-------- PASSAGE SHOWN --------

SATIRE: Dr. Barbara Jones Commends the IB for its Tradition of Torturing Children
Disclaimer: The following is a comedic piece and does not represent the views of both ISB and Buddy. Almost all statistics and names used in the article were fabricated for the purpose of hyperbole and humor.
THE HAGUE, NETHERLANDS – After spending the weekend down in Lucifer’s lair, developing the course reforms for the IB Diploma Program, head of curriculum innovation, Dr. Barbara Jones, announced her support for the organization’s tradition of torturing young children. “IB schools are uniquely positioned to be role models of other institutions”, reported the IB World Schools Official Yearbook – the IBO’s ministry of propaganda. “The world is crying out for an approach to education that is in tune with each child’s unique needs and skills”, Jones added, as the graduation rate hit a record low of 49% during the past year.
Perhaps the world was crying out to pass the program.

-------- EXTRACTED ENTRIES --------

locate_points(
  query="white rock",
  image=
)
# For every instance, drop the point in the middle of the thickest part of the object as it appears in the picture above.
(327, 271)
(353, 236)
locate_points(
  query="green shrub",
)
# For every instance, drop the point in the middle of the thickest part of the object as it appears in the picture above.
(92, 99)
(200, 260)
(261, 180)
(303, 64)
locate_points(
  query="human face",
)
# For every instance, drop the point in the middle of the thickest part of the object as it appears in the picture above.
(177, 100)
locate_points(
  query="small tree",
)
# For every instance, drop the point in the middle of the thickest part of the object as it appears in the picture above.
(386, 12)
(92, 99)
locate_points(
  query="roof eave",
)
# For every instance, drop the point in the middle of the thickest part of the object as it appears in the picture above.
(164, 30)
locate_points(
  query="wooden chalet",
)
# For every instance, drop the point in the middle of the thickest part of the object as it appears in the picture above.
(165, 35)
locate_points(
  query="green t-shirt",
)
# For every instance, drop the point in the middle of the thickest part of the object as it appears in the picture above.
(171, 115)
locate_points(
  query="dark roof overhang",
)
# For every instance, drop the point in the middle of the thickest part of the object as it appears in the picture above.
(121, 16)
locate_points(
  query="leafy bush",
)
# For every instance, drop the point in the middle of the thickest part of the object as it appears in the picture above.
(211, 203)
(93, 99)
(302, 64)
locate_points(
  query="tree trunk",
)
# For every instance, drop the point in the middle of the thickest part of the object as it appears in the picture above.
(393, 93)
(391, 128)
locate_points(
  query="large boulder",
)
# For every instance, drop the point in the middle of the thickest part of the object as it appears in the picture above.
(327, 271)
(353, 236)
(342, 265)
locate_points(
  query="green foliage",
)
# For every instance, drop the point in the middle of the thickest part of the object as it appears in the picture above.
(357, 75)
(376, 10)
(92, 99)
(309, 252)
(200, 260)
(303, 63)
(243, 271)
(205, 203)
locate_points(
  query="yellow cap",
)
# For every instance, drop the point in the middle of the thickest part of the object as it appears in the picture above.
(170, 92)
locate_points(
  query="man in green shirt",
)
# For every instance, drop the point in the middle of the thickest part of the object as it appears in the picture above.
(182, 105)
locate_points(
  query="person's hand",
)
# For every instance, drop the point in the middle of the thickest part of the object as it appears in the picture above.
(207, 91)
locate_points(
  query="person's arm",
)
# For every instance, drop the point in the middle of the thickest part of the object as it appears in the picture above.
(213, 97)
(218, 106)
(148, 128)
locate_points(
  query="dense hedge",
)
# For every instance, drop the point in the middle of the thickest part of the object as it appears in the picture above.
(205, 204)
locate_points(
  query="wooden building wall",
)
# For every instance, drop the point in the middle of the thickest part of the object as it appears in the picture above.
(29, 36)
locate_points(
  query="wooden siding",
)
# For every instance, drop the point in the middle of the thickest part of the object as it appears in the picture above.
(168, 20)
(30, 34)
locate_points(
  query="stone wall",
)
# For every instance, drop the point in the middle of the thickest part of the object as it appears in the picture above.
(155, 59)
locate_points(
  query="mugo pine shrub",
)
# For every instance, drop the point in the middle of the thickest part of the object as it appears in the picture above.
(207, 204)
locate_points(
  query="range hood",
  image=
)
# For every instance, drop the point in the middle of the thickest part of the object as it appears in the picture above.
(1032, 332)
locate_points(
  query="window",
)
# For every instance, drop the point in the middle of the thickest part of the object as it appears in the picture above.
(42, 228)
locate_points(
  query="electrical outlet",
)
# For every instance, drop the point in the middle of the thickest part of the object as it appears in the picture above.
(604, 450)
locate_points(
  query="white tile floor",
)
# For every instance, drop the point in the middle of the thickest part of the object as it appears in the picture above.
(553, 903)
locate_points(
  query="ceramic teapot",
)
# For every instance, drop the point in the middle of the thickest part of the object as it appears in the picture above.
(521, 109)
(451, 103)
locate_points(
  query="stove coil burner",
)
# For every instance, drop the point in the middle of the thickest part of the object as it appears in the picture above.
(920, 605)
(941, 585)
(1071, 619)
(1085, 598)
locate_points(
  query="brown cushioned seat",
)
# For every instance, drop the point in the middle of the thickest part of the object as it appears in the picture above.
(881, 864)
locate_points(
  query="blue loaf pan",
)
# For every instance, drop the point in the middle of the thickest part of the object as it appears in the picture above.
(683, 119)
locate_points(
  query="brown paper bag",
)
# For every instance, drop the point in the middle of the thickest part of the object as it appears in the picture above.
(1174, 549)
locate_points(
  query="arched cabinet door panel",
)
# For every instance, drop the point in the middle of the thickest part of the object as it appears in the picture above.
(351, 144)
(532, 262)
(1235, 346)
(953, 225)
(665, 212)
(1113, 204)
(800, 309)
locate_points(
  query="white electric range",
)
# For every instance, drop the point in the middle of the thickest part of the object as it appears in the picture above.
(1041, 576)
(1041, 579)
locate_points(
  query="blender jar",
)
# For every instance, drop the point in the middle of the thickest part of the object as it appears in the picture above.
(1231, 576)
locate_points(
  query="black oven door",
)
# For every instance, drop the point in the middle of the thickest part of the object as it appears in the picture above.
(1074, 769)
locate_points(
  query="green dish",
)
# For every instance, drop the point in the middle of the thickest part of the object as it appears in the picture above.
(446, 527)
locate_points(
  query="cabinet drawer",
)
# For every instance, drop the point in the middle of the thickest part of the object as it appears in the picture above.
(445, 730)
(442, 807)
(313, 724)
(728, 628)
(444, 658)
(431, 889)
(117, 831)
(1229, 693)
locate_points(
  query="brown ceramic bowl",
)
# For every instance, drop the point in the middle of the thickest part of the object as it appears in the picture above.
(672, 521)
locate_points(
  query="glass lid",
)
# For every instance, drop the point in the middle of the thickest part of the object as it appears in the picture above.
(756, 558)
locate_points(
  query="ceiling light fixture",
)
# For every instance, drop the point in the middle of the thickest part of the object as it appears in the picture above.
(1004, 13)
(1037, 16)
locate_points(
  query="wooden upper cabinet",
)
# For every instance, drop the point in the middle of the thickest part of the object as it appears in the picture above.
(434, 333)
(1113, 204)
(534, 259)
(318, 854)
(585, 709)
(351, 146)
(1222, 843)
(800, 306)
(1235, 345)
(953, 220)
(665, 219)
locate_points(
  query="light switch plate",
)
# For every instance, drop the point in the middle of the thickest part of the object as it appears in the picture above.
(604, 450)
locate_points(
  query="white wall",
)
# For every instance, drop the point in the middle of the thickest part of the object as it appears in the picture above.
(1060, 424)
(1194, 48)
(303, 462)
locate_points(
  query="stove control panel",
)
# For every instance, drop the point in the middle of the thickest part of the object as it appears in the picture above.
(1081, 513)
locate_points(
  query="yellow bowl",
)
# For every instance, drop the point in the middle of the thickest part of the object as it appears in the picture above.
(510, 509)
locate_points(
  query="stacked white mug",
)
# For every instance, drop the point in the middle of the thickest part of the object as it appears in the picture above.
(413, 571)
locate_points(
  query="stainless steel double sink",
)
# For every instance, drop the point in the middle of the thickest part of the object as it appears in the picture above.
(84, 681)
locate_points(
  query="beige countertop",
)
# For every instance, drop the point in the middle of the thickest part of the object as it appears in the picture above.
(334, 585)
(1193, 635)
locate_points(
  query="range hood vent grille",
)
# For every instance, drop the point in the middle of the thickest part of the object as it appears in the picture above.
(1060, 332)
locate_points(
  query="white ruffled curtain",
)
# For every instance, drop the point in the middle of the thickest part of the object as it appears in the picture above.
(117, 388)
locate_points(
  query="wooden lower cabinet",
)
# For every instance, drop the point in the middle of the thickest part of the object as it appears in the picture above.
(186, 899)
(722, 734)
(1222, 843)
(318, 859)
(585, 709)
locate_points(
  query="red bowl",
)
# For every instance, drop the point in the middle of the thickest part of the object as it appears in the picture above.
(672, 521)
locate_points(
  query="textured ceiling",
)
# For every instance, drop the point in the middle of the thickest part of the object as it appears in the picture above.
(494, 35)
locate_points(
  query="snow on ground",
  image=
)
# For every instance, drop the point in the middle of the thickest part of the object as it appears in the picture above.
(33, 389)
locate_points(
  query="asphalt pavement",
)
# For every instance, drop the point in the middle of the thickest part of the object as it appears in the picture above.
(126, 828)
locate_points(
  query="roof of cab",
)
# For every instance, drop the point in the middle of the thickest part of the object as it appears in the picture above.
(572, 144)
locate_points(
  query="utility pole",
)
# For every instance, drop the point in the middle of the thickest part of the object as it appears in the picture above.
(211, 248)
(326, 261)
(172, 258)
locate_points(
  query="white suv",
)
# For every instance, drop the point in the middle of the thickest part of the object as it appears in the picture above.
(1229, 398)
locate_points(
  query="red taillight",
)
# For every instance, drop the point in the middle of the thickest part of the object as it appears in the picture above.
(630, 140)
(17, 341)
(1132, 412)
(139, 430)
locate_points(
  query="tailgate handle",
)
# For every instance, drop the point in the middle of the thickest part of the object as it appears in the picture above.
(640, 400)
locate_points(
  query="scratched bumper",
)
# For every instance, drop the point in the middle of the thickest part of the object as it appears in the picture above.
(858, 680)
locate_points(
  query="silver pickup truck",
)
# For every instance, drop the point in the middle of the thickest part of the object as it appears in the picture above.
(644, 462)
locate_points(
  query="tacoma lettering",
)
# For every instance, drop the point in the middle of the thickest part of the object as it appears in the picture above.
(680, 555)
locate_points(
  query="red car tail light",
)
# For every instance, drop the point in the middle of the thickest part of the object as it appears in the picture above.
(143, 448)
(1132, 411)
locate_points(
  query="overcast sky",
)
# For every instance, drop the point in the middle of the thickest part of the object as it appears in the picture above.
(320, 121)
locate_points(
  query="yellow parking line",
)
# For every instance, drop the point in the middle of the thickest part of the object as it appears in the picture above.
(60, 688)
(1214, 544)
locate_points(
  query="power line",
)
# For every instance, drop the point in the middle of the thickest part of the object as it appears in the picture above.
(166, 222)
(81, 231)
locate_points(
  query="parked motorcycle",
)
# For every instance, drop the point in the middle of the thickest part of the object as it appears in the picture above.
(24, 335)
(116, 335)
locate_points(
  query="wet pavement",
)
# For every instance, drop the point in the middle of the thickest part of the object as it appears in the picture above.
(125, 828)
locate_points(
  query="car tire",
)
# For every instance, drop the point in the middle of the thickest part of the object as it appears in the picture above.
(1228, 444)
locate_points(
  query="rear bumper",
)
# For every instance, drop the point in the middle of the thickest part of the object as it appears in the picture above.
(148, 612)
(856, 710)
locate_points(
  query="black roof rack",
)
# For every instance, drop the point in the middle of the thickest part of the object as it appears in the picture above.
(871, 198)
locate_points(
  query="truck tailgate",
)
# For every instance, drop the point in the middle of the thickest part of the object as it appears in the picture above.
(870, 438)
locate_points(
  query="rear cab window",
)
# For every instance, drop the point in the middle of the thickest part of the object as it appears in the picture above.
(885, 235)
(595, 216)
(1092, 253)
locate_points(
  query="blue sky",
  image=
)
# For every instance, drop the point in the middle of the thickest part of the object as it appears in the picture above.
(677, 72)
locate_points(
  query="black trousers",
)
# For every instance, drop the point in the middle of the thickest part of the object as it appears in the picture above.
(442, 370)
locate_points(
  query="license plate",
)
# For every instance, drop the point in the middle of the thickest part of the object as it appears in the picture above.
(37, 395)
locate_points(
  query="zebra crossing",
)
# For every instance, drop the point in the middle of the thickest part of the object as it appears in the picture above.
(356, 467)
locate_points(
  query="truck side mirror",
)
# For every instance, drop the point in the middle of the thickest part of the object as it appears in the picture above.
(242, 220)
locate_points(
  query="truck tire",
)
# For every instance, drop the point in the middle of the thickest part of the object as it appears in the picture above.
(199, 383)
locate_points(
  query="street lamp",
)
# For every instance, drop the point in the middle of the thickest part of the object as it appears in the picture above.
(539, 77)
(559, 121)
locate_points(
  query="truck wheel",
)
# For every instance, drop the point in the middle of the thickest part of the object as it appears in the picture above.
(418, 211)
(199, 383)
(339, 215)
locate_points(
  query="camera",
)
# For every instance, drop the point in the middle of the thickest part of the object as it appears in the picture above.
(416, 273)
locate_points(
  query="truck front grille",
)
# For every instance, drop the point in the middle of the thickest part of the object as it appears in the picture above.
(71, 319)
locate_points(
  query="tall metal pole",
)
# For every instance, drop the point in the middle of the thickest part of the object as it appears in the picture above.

--------

TASK TO CARRY OUT –
Answer these questions about the IB satire piece:
1. According to the disclaimer, what was fabricated in the article?
2. What position does Dr. Barbara Jones hold?
3. What graduation rate does the piece give for the past year?

RESULT FOR THIS EXERCISE –
1. Almost all statistics and names used in the article.
2. Head of curriculum innovation.
3. 49%, a record low.